Enfin, la dernière perception des approches dominantes est l’obligation
d’une définition « absolue ». Cette quête n’a pas aboutie à une définition
consensuelle. Celles trop étroites, par exemple concentrées sur le narratif «
qui, comment, pourquoi » manquent des pans du tableau. À l’inverse, celles
trop larges, amalgamant accaparements à la redistribution de pouvoir et de
la richesse peuvent englober tous les transferts de propriété foncière. Ainsi, il
y a un besoin crucial d’éviter ces écueils. Davantage qu’une simple définition
statique, le besoin est d’une approche conceptuelle alternative analysant les
caractéristiques particulières de cette vague mondiale d’accaparement des
terres.
L’accaparement des terres: 3 traits fondamentaux
Dans cette perspective, l’accaparement des terres est fondamentalement
politique et réfère essentiellement à un accaparement du contrôle, c’est-à-dire
la capture (i) du contrôle physique de la terre et autres ressources connexes
ainsi que des bénéfices liés à leurs utilisations (ii) du contrôle du pouvoir de
décider comment et à quelles fins ces ressources vont être utilisées maintenant
et dans le futur (TNI, 2013). Autrement dit, il a pour finalité « d’établir ou
consolider les formes d’accès à la richesse foncière » (McCarty et al., 2012:
523). Le processus consiste en la capture du contrôle des bénéfices liés à
l’exploitation des ressources foncières ou associées – sol, sous-sol, hydriques.
L’enjeu essentiel est ainsi la redéfinition des rapports du pouvoir décisionnel
des acteurs. Ensuite, cette reconfiguration va souvent de pair avec le contrôle
du pouvoir de décider de l’utilisation de la terre. La transformation de
la signification et de l’usage de la terre qui s’ensuit est l’incarnation d’un
changement concernant l’emploi du foncier, d’une utilisation petite-échelle,
locale vers une utilisation à forte intensité capitalistique, à grande échelle,
insérée dans les circuits et marché mondiaux. Ceci souligne un caractère
primordial de l’accaparement, celui de l’aliénation des ressources locales
pour des usages externes, nationaux ou internationaux dans le contexte de
l’hégémonie des logiques du capital transnational et des conditions liées à
son accumulation (voir aussi St-Paul, dans ce numéro).

========================

* CONSIGNE A: Relevez, s'il vous plaît, toutes les sources citées entre parenthèses dans le texte sur l'accaparement des terres.
* CONSIGNE B: Reprenez le texte sur l'accaparement des terres à la suite de sa dernière phrase et prolongez-le.
Les items n'ont aucun lien avec le texte sur l'accaparement des terres.

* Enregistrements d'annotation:
========================

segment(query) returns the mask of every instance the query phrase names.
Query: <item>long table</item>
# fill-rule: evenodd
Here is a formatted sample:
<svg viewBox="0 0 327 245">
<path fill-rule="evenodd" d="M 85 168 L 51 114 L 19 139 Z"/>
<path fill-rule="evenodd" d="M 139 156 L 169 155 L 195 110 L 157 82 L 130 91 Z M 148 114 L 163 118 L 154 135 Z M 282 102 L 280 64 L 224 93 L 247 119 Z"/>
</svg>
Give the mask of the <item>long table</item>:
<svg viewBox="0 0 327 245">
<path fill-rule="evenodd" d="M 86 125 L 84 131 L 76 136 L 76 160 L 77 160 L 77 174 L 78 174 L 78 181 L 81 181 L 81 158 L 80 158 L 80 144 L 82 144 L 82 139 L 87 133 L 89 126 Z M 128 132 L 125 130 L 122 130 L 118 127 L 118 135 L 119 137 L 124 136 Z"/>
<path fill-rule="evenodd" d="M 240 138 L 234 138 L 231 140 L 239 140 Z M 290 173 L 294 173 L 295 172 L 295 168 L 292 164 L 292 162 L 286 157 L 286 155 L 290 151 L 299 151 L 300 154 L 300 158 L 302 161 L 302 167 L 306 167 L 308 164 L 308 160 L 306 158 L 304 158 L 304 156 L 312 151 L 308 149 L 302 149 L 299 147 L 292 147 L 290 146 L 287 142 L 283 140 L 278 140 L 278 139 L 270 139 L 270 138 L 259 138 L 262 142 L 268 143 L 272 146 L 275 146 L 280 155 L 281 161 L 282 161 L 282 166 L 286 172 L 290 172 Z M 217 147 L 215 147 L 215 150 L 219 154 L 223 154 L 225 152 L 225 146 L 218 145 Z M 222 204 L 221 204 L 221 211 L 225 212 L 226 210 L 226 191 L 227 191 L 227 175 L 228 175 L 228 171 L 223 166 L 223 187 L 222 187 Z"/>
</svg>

========================

* RÉPONSE ATTENDUE A: TNI, 2013 ; McCarty et al., 2012 : 523 ; St-Paul, dans ce numéro

* RÉPONSE ATTENDUE B:
Le second trait considère la manière de regarder la capture du contrôle, en
dépassant la simple quantification des superficies concernées et la description
des mécanismes de l’acquisition. Il s’agit d’analyser la superficie des terres et
le volume de capitaux. Les deux sont certes souvent liés, mais n’en demeurent
pas moins distincts. Les besoins en investissements varient à travers les
projets. Par exemple, 500 ha de vineries, 5 000 ha de concession minière,
50 000 ha de culture de soja ou 500 000 ha de bétail peuvent requérir le
même montant de capital. Apprécier les volumes concernés permet aussi de
mieux comprendre les types et origines de capitaux, et révéler des schémas
structurels sous-jacents.
Enfin, la troisième caractéristique fondamentale est l’intégration de cette
vague d’accaparement dans le cadre du caractère changeant des relations
internationales, plus particulièrement à deux niveaux. Tout d’abord les
transformations du contexte alimentaire, énergétique, financier ainsi que
climatique, et ensuite dans la restructuration du régime agro-alimentaire
mondial (voir Potvin, dans ce numéro, pour une analyse plus complète).
Premièrement, les différentes « crises » fournissent divers mécanismes qui
sont autant de facteurs déclenchants des accaparements. De nombreux
projets agroalimentaires sont réalisés au nom de la « sécurité alimentaire »
et de l’assomption que l’agriculture à grande échelle est la seule à même
de nourrir le monde. Ensuite, « la sécurité énergétique » génère aussi
des accaparements sous la forme de l’explosion des cultures liées aux
agrocarburants ou des projets d’hydro-électricité. Certaines mainmises
sont conduites sous couvert de stratégies d’atténuation des changements
climatiques; les stratégies de financiarisation des ressources naturelles, référées
parfois comme l’accaparement vert, perpétuent aussi des accaparements au
nom de la protection environnementale (Fairhead, 2012). Enfin, l’explosion
des demandes en matières premières, spécialement au niveau des industries
extractives, représente un aspect important de la vague d’accaparement.
L’eau est une composante toujours présente, soit comme cible principale,
comme dans le cas de l’hydroélectricité ou des projets miniers, soit en arrière
plan comme facteur décisif pour les cultures à grande échelle.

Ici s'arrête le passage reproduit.